=== EXTRAIT DU DOCUMENT ===
C'est donc le principe même de la séparation des pouvoirs, qui s'oppose à ce que les tribunaux surseoient, pour qu'il soit statué par le pouvoir exécutif sur l'exception soulevée. La doctrine est aujourd'hui fixée à cet égard, et nous engageons le lecteur, pour compléter ce qui précède, à se reporter à la démonstration plus développée que M. Ducrocq a donnée de cette règle. (Théorie de l'extradition, p 38 et suiv.)

La thèse devait être d'autant plus rigoureusement établie, qu'elle avait contre elle, non-seulement l'autorité de quelques jurisconsultes, mais encore les premières décisions des tribunaux et de la chancellerie elle-même. M. Faustin Hélie cite un arrêt de la Cour de cassation, du 4 septembre 1840, décidant que la Cour d'assises doit surseoir quand l'exception préjudicielle, élevée contre l'acte d'extradition, touche à l'interprétation de la convention diplomatique en vertu de laquelle l'extradition a eu lieu. D'autre part, la circulaire ministérielle de 1841, s'appuyant sur le même arrêt, dit expressément : « Quand on soutient devant un tribunal, ou qu'une extradition est irrégulière, ou qu'elle est interprétée dans un sens, soit trop favorable, soit préjudiciable à l'inculpé, le

tribunal doit surseoir jusqu'à ce que le gouvernement ait fait connaître sa décision. "

Depuis lors, les vrais principes se sont dégagés de l'obscurité qui les enveloppait encore en 1841; la lumière s'est faite, et la jurisprudence s'est prononcée, en maintes occasions, dans le sens que nous avons indiqué.

=== ÉNONCÉ 1 ===
Sélectionnez dans la liste ci-dessous toutes les lignes où figure le mot « clicks », puis recopiez-les.
=== ÉNONCÉ 2 ===
Reprenez le texte sur l'extradition ci-dessus et prolongez-le à partir de sa dernière phrase.

=== DONNÉES ===
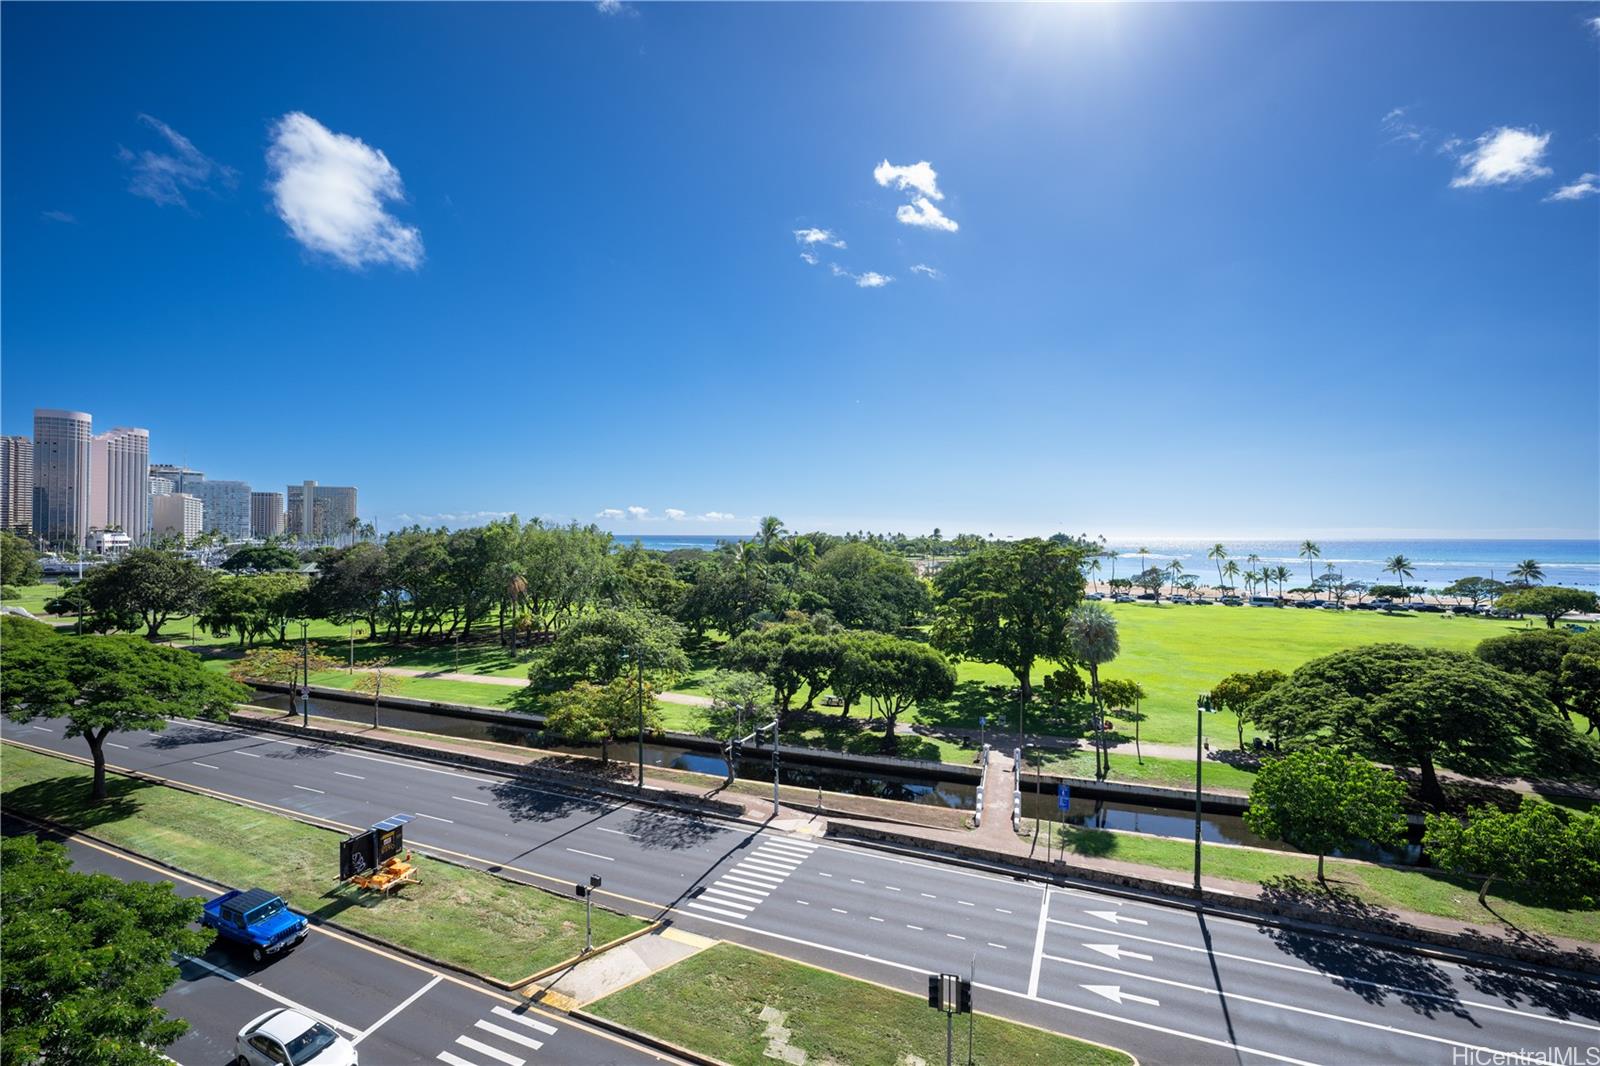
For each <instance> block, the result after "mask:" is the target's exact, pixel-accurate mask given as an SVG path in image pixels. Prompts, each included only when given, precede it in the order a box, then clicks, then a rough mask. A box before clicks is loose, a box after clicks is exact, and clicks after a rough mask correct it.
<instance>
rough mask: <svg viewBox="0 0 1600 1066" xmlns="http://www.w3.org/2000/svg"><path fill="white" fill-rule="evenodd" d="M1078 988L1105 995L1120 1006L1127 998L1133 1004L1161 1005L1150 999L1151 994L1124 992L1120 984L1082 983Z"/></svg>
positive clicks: (1153, 1006) (1152, 1006)
mask: <svg viewBox="0 0 1600 1066" xmlns="http://www.w3.org/2000/svg"><path fill="white" fill-rule="evenodd" d="M1078 988H1086V989H1088V991H1091V992H1094V994H1096V996H1104V997H1106V999H1109V1000H1110V1002H1114V1004H1117V1005H1118V1007H1122V1000H1125V999H1126V1000H1128V1002H1131V1004H1149V1005H1150V1007H1160V1004H1158V1002H1157V1000H1154V999H1150V997H1149V996H1134V994H1133V992H1123V991H1122V986H1120V984H1080V986H1078Z"/></svg>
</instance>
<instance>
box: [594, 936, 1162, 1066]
mask: <svg viewBox="0 0 1600 1066" xmlns="http://www.w3.org/2000/svg"><path fill="white" fill-rule="evenodd" d="M978 996H979V997H981V996H982V992H981V991H979V992H978ZM765 1008H771V1010H776V1012H781V1013H782V1020H781V1021H778V1024H781V1026H784V1028H787V1029H790V1032H789V1037H787V1040H789V1044H790V1045H792V1047H798V1048H802V1050H805V1053H806V1060H808V1061H813V1063H834V1064H837V1066H867V1064H872V1066H896V1063H904V1061H907V1060H906V1056H907V1055H915V1056H917V1058H920V1060H922V1061H925V1063H942V1061H944V1039H946V1034H944V1016H942V1015H941V1013H939V1012H936V1010H930V1008H928V1004H926V1000H923V999H918V997H917V996H907V994H904V992H896V991H891V989H886V988H880V986H877V984H869V983H866V981H856V980H854V978H848V976H842V975H838V973H829V972H827V970H818V968H814V967H808V965H802V964H798V962H789V960H786V959H778V957H774V956H768V954H763V952H758V951H750V949H747V948H738V946H734V944H717V946H714V948H707V949H706V951H702V952H699V954H694V956H690V957H688V959H685V960H683V962H678V964H675V965H672V967H667V968H666V970H661V972H659V973H654V975H651V976H648V978H645V980H643V981H640V983H637V984H632V986H629V988H626V989H622V991H619V992H613V994H611V996H608V997H605V999H602V1000H598V1002H595V1004H590V1005H589V1007H587V1008H586V1010H589V1012H592V1013H597V1015H600V1016H603V1018H610V1020H613V1021H618V1023H621V1024H626V1026H629V1028H632V1029H640V1031H643V1032H648V1034H651V1036H656V1037H659V1039H662V1040H670V1042H672V1044H677V1045H678V1047H685V1048H691V1050H694V1052H699V1053H701V1055H709V1056H712V1058H718V1060H722V1061H725V1063H731V1064H733V1066H770V1063H773V1061H782V1060H774V1058H771V1056H768V1055H765V1052H766V1048H768V1044H770V1040H768V1037H766V1036H765V1031H766V1028H768V1021H766V1020H763V1018H762V1016H760V1015H762V1012H763V1010H765ZM957 1023H958V1024H957V1032H958V1036H960V1040H962V1047H963V1055H962V1061H966V1060H965V1039H966V1020H965V1018H957ZM973 1023H974V1029H973V1056H974V1061H976V1063H981V1064H982V1063H992V1064H995V1066H1027V1064H1029V1063H1035V1064H1038V1066H1090V1064H1093V1066H1112V1064H1115V1063H1131V1061H1133V1060H1131V1058H1130V1056H1126V1055H1123V1053H1122V1052H1114V1050H1110V1048H1104V1047H1099V1045H1094V1044H1083V1042H1080V1040H1074V1039H1070V1037H1064V1036H1058V1034H1054V1032H1045V1031H1043V1029H1034V1028H1029V1026H1021V1024H1016V1023H1011V1021H1003V1020H1000V1018H995V1016H992V1015H982V1013H979V1015H976V1016H974V1020H973Z"/></svg>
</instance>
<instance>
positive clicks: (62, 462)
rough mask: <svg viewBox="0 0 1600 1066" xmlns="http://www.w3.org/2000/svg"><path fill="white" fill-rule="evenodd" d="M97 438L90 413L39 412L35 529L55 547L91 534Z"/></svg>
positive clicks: (71, 542)
mask: <svg viewBox="0 0 1600 1066" xmlns="http://www.w3.org/2000/svg"><path fill="white" fill-rule="evenodd" d="M93 437H94V419H93V418H91V416H90V415H88V413H85V411H58V410H51V408H35V410H34V533H35V536H40V538H43V539H45V541H46V543H48V544H53V546H56V547H72V549H82V547H83V544H85V541H86V538H88V533H90V453H91V451H93Z"/></svg>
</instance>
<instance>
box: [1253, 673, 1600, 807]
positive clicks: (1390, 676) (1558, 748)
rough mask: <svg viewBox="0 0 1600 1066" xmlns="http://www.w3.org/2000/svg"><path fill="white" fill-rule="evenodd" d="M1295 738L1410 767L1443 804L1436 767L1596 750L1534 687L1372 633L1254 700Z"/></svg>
mask: <svg viewBox="0 0 1600 1066" xmlns="http://www.w3.org/2000/svg"><path fill="white" fill-rule="evenodd" d="M1251 711H1253V717H1254V720H1256V723H1258V725H1259V727H1262V728H1266V730H1267V731H1269V733H1272V735H1274V736H1277V738H1280V739H1282V741H1285V743H1288V744H1291V746H1296V744H1298V746H1314V744H1323V746H1326V744H1333V746H1339V744H1342V746H1349V747H1350V749H1354V751H1357V752H1360V754H1363V755H1368V757H1371V759H1378V760H1381V762H1387V763H1389V765H1392V767H1400V768H1414V770H1418V773H1419V776H1421V787H1422V797H1424V799H1426V800H1429V802H1432V804H1443V802H1445V794H1443V791H1442V789H1440V784H1438V776H1437V773H1435V770H1437V767H1440V765H1443V767H1448V768H1451V770H1458V771H1462V773H1504V771H1512V770H1517V768H1520V767H1523V765H1528V767H1530V768H1544V770H1557V768H1570V767H1573V765H1582V763H1586V762H1589V760H1592V759H1594V757H1595V751H1600V749H1595V747H1594V746H1592V744H1586V743H1582V738H1579V736H1578V735H1576V733H1574V731H1573V730H1571V727H1570V725H1568V723H1566V722H1565V720H1563V719H1562V717H1560V715H1558V714H1557V712H1555V707H1554V706H1550V703H1549V699H1546V698H1544V696H1542V695H1541V693H1539V691H1538V690H1536V687H1533V685H1530V683H1526V682H1523V680H1522V679H1518V677H1514V675H1510V674H1507V672H1504V671H1501V669H1496V667H1493V666H1490V664H1488V663H1485V661H1483V659H1480V658H1477V656H1474V655H1466V653H1461V651H1446V650H1443V648H1419V647H1413V645H1405V643H1376V645H1368V647H1363V648H1350V650H1346V651H1338V653H1334V655H1328V656H1323V658H1320V659H1312V661H1310V663H1306V664H1304V666H1301V667H1299V669H1296V671H1294V672H1293V674H1291V675H1290V679H1288V680H1286V682H1282V683H1278V685H1275V687H1274V688H1272V690H1269V691H1267V693H1266V695H1262V696H1261V698H1259V699H1258V701H1256V703H1254V704H1253V706H1251Z"/></svg>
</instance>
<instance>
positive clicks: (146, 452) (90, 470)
mask: <svg viewBox="0 0 1600 1066" xmlns="http://www.w3.org/2000/svg"><path fill="white" fill-rule="evenodd" d="M149 506H150V431H149V429H128V427H123V426H118V427H117V429H112V431H109V432H104V434H96V435H94V437H93V439H91V442H90V528H94V530H120V531H123V533H126V535H128V536H130V538H133V539H134V541H136V543H139V541H144V535H146V530H149V527H150V512H149Z"/></svg>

=== RÉPONSE 1 ===
For each <instance> block, the result after "mask:" is the target's exact, pixel-accurate mask given as an SVG path in image pixels. Prompts, each included only when given, precede it in the order a box, then clicks, then a rough mask. A box before clicks is loose, a box after clicks is exact, and clicks after a rough mask correct it.
positive clicks: (1153, 1006) (1152, 1006)
positive clicks: (62, 462)
positive clicks: (71, 542)
positive clicks: (1390, 676) (1558, 748)
positive clicks: (146, 452) (90, 470)

=== RÉPONSE 2 ===
Le premier acte, qui marque cette évolution, est un arrêt de la Cour de cassation, en date du 18 juillet 1851 (affaire Viremaitre). Nous y relevons le passage suivant :

« Attendu que, par le seul fait de la remise au gouvernement français de l'accusé extradé, les tribunaux français sont légalement investis du droit de prononcer sur l'accusation portée contre lui; - attendu qu'en rejetant, dans ces circonstances, la demande en sursis présentée par Viremaître et motivée sur l'illégalité prétendue par lui de son extradition, la Cour d'assises n'a point commis d'excès de pouvoir, ni violé les droits de la défense; qu'elle a fait au contraire une saine application des principes et des règles relatifs à l'extradition. >>

Dans un autre arrêt de la Cour suprême, rendu l'année suivante (23 décembre 1852, affaire Dareau), il est dit que l'extradé « est non recevable à arguer de nullité son extradition, et qu'en refusant de surseoir à son jugement pour ce motif, la Cour impériale d'Alger a fait une saine application des principes en cette matière. >>

Un arrêt de la Cour d'assises de la Vienne, du 3 décembre 1866 (affaire Sureau-Lamirande), que nous avons déjà cité, statue dans le même sens :

« Attendu néanmoins que, par des conclusions prises à l'audience de la Cour d'assises, les défenseurs de Sureau-Lamirande ont demandé à la Cour de prononcer la nullité de l'extradition dont l'accusé a été l'objet, et très-subsidiairement de surseoir au jugement de la cause jusqu'à ce qu'il ait été statué par qui il appartiendra sur la validité de cette extradition; attendu que, par le fait même de la remise d'un accusé à ses juges naturels, le gouvernement impérial consacre la régularité de son extradition; et que cette décision, qui rentre dans la compétence exclusive du pouvoir exécutif, ne peut être l'objet d'aucun recours; par ces motifs, la Cour rejette les conclusions tant principales que subsidiaires... »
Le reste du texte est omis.